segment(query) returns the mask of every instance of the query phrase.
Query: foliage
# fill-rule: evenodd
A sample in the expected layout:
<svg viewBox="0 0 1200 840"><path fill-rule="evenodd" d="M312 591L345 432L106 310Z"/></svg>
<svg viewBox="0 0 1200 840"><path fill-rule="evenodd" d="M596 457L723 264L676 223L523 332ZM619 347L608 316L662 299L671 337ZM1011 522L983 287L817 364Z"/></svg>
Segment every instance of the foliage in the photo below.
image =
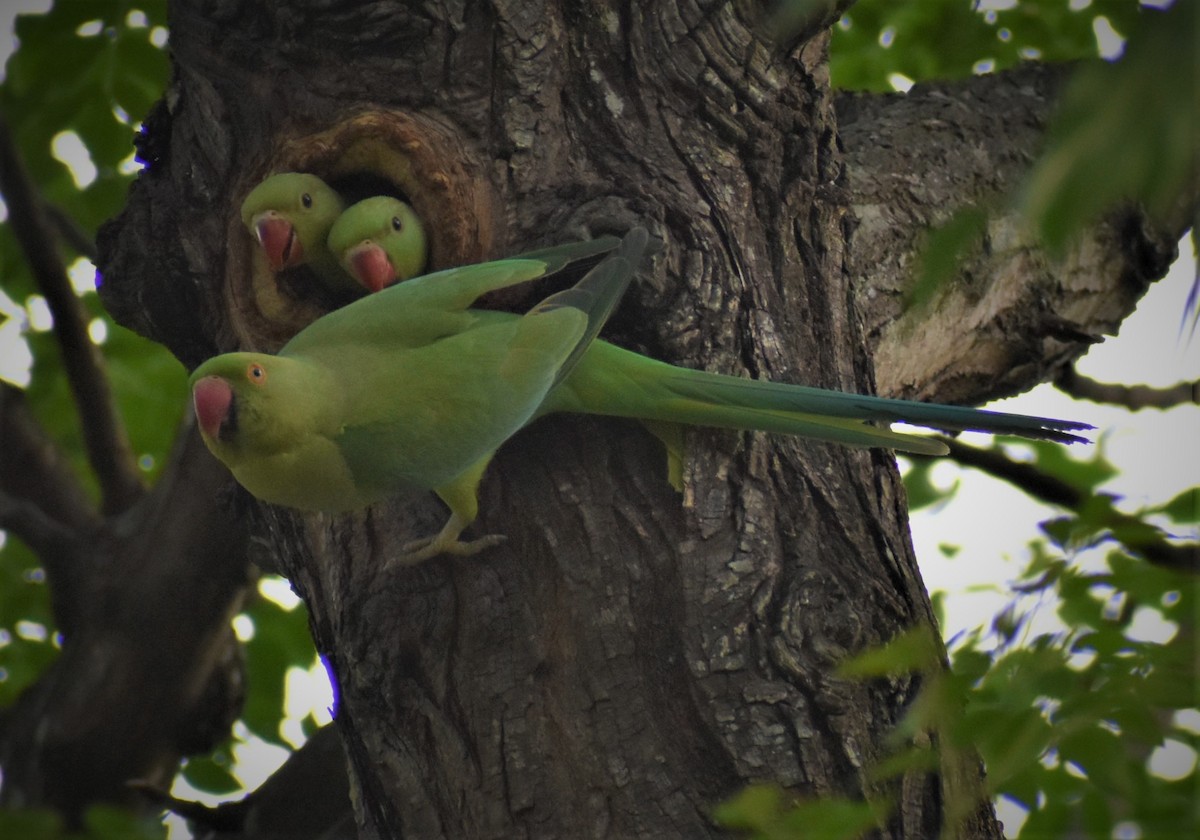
------------------------------------------------------------
> _To do_:
Rewrite the data above with "foliage" renamed to "shrubbery" wherever it appears, keeping every other line unchanged. Leave the pictures out of your answer.

> _Task answer_:
segment(query) returns the mask of every instance of the query phrase.
Query: shrubbery
# fill-rule: evenodd
A sample in the expected layout:
<svg viewBox="0 0 1200 840"><path fill-rule="evenodd" d="M312 591L345 432L106 310Z"/></svg>
<svg viewBox="0 0 1200 840"><path fill-rule="evenodd" d="M596 457L723 264L676 223L523 332ZM619 347L608 316L662 299L671 337ZM1011 522L983 287L817 364Z"/></svg>
Segment every instance of the shrubbery in the photo below.
image =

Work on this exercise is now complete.